Records shown =>
◇ ◇ ◇
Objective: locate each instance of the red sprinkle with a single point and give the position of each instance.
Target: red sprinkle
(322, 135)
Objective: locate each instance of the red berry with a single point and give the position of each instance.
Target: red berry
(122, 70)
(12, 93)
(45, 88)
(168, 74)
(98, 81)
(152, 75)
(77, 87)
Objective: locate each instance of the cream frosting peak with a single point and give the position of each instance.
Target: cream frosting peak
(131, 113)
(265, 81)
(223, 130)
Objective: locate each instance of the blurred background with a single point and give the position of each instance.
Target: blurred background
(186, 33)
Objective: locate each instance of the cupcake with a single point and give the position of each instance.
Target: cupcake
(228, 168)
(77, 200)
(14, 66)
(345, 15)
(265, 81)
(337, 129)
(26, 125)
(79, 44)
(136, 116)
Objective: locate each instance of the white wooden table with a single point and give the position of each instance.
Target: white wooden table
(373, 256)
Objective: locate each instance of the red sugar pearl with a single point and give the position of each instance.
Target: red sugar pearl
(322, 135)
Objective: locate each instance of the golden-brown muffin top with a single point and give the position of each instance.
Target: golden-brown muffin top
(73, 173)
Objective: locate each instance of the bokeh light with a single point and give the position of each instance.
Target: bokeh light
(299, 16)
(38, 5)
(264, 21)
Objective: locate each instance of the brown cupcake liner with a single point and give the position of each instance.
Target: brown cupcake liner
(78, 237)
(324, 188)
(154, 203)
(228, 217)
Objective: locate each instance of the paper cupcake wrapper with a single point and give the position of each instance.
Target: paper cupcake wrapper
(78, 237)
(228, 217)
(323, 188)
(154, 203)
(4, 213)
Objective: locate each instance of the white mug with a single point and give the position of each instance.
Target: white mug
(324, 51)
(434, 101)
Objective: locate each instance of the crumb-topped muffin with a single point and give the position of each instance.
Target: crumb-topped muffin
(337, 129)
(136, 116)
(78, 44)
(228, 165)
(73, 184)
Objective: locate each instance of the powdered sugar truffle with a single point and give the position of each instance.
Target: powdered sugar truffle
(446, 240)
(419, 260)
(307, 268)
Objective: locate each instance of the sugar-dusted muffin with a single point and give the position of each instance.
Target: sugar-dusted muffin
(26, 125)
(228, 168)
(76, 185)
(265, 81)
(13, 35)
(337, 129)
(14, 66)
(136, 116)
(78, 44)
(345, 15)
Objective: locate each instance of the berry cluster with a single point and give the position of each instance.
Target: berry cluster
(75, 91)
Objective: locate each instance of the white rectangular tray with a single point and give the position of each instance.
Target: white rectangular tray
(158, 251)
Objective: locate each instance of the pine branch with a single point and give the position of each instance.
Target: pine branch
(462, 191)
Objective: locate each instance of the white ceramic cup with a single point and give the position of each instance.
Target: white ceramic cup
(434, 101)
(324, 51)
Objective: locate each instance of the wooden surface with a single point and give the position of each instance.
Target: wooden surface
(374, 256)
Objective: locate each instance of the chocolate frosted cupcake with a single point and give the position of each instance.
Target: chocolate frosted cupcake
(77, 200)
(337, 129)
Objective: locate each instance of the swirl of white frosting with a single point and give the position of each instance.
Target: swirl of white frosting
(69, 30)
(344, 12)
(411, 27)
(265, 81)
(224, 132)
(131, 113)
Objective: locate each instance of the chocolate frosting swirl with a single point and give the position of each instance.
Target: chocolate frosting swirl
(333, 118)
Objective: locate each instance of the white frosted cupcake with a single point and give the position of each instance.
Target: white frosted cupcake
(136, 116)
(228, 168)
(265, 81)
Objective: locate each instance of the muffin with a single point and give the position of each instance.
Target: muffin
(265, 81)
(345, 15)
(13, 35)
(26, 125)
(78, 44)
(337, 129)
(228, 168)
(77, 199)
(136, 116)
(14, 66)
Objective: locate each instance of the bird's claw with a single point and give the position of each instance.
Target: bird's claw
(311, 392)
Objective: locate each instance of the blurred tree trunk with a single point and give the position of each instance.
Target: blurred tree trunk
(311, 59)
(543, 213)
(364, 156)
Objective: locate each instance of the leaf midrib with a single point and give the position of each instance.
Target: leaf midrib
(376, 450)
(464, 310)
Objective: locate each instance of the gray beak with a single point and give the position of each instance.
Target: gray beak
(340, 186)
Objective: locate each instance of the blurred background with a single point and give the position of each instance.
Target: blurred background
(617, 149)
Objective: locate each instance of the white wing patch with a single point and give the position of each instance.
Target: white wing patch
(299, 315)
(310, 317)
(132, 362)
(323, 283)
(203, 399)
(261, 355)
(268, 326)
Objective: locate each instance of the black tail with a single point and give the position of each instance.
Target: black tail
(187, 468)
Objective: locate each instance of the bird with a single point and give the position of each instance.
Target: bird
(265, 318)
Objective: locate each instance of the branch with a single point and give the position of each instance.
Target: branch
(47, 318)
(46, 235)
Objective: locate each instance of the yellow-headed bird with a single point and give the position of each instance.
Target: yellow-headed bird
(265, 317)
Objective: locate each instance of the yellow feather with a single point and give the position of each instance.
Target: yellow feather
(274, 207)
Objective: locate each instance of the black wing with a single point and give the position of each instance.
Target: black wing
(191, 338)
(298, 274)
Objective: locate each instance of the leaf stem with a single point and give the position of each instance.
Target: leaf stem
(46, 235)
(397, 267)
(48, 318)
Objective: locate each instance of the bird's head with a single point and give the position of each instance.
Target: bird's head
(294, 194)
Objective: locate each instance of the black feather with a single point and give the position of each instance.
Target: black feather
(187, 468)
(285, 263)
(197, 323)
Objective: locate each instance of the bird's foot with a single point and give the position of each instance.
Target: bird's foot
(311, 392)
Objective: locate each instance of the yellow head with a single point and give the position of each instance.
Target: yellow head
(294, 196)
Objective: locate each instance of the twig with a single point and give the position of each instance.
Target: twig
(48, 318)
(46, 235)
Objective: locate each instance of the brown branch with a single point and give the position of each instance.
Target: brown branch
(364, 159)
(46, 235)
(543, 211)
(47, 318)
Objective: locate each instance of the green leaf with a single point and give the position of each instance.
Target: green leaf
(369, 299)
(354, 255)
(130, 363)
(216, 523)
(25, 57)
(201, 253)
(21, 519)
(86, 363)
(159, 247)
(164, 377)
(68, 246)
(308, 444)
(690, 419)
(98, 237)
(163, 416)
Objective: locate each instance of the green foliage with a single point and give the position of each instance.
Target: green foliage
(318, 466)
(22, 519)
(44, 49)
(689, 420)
◇ ◇ ◇
What is expected => Could you reproduce every record above exactly as it appears?

Response to this exercise =>
Objective: locate each instance of the red sprinkle with a single point and give the position of each instance.
Target: red sprinkle
(322, 135)
Objective: locate each instance of the red berry with a single point and give the position of each instance.
Target: red berry
(122, 70)
(12, 93)
(45, 88)
(168, 74)
(98, 81)
(152, 75)
(77, 87)
Objective: locate each instance of the cream frosting peak with a single point and give the position of each instance.
Target: cream frosting peak
(131, 113)
(265, 81)
(223, 130)
Objective: locate each instance of the blurred background with a single point and give the position of each instance.
Target: blurred background
(186, 33)
Objective: locate each instance of the cupcake with a single point and give the position of each instance.
Target: cupcake
(228, 168)
(77, 200)
(14, 66)
(345, 15)
(265, 81)
(337, 129)
(26, 125)
(79, 44)
(136, 116)
Objective: locate each instance of the white wooden table with a single point and give the position of each instance.
Target: white wooden table
(373, 256)
Objective: locate each instance of the red sugar pearl with a single point and give the position of each instance.
Target: red sugar pearl
(322, 135)
Objective: locate each instance of the golden-brown muffin top with a single point and give the position of each instance.
Target: golden-brown muffin top
(73, 173)
Objective: locate each instance of the bokeh light with a single point and give the position of each instance.
Target: bokeh light
(299, 16)
(38, 5)
(264, 21)
Objective: locate each instance of the brown cupcake liner with a single point and give the position of each instance.
Target: brown cupcake liner
(78, 237)
(324, 188)
(154, 203)
(228, 217)
Objective: locate each instance of the paper cupcake wrapper with a single point and give the position of each instance.
Target: paper cupcake wrapper
(78, 237)
(228, 217)
(323, 188)
(154, 203)
(4, 213)
Objective: locate each instance of the white mug with a single point and give the position of each instance.
Target: white mug
(324, 51)
(434, 101)
Objective: locate each instance of the crumb-topped muffin with a single point and give the position of each instance.
Target: crumb-topped muffin
(337, 129)
(136, 116)
(78, 44)
(228, 165)
(73, 184)
Objective: locate each instance of the powdered sugar truffle with a single point and give the position of each instance.
Target: powdered sugar truffle
(446, 240)
(419, 260)
(307, 268)
Objective: locate each instance of the sugar-dusted muffin with a single point and give the position of each instance.
Target: sugar-dusted muffin
(26, 125)
(228, 168)
(76, 185)
(265, 81)
(13, 35)
(337, 129)
(14, 66)
(136, 116)
(78, 44)
(345, 15)
Objective: locate each instance of the berry cluster with a single point and give the position of each instance.
Target: berry cluster
(75, 91)
Objective: locate each instance of the white rectangular tray with a single point and give the position of each instance.
Target: white rectangular tray
(158, 251)
Objective: locate each instance of the pine branch with a single point and give the position of each instance.
Target: pine branch
(462, 191)
Objective: locate each instance of the white ceramic cup with a single point and give the position of each instance.
Target: white ceramic cup
(434, 101)
(324, 51)
Objective: locate each instance of the wooden surface with a single point and give the position of each instance.
Target: wooden surface
(374, 256)
Objective: locate each instance of the chocolate frosted cupcake with a single point and give the position of each instance.
Target: chocolate frosted cupcake
(77, 200)
(337, 129)
Objective: locate each instance of the swirl of white frosting with a single point and give the position of each instance.
Target: swirl of white frosting
(69, 30)
(344, 12)
(411, 27)
(265, 81)
(224, 132)
(131, 113)
Objective: locate each instance of the chocolate frosting swirl with a single point and give the position of each instance.
Target: chocolate frosting swirl
(333, 118)
Objective: locate each instance of the white frosted cupcake with a single point and give the position of each instance.
Target: white frosted cupcake
(136, 116)
(228, 168)
(265, 81)
Objective: locate each instance of the muffin with a single point and give the position of each instance.
Target: muffin
(265, 81)
(345, 15)
(13, 35)
(26, 125)
(78, 44)
(337, 129)
(228, 168)
(77, 199)
(136, 116)
(14, 66)
Objective: locate each instance of the bird's claw with a single point and give the position of each instance.
Target: bird's claw
(311, 392)
Objective: locate each instance of the blurred tree trunk with a single point and give the position of each instance.
Target: blurred tree trunk
(311, 59)
(543, 213)
(364, 156)
Objective: locate each instance of the leaf midrib with a single point and give the position of each instance.
Target: leaf midrib
(376, 450)
(464, 310)
Objective: locate each instance of the gray beak with a single point and give the position of each instance.
Target: gray beak
(340, 186)
Objective: locate each instance of the blurred background with a single point and give the position of each instance.
Target: blurred background
(617, 149)
Objective: locate each instance of the white wing patch with a single point and give the position of each instance.
Target: white wing patch
(299, 315)
(310, 317)
(132, 362)
(323, 283)
(203, 399)
(261, 355)
(268, 326)
Objective: locate each instance of the black tail with a single point and give the position of each instance.
Target: black tail
(187, 468)
Objective: locate each instance of the bird with a single point and give the position of each instance.
Target: bird
(265, 318)
Objective: locate each instance of the branch with a single point and give the position of each instance.
Target: branch
(47, 318)
(46, 235)
Objective: locate each instance of the yellow-headed bird with a single point and give the position of each instance.
Target: yellow-headed bird
(265, 317)
Objective: locate each instance of the yellow feather with a single point and give the position of each instance.
Target: yellow feather
(274, 207)
Objective: locate each instance of the black wing with a single point and give the position of each instance.
Target: black wing
(191, 338)
(298, 274)
Objective: locate each instance of the leaf stem with a single point and give the position of each instance.
Target: leaf stem
(46, 235)
(397, 267)
(48, 318)
Objective: locate each instance of the bird's head with a single point and give the position of each instance.
Target: bird's head
(294, 194)
Objective: locate each instance of the black feather with a single point and give the position of each instance.
Target: black feather
(187, 468)
(285, 263)
(197, 323)
Objective: locate each instance of the bird's foot with a single point and give the position of each instance.
Target: bird's foot
(311, 392)
Objective: locate each instance of the yellow head with a single point and give the position of each instance.
Target: yellow head
(294, 196)
Objective: locate each instance of the twig with a single point and give the position of each instance.
Target: twig
(48, 318)
(46, 235)
Objective: locate each instance of the brown branch with a single point and give the position of each instance.
Target: brown branch
(364, 159)
(46, 235)
(543, 211)
(47, 318)
Objective: locate each instance of the green leaf with a single point and give the position of each instance.
Target: green leaf
(369, 299)
(354, 255)
(130, 363)
(216, 523)
(25, 57)
(201, 253)
(21, 519)
(86, 363)
(159, 247)
(164, 377)
(68, 246)
(308, 444)
(690, 419)
(98, 237)
(163, 416)
Objective: locate each instance of the green foliage with a single point and give the position of each instance.
Target: green foliage
(318, 466)
(22, 519)
(44, 49)
(689, 420)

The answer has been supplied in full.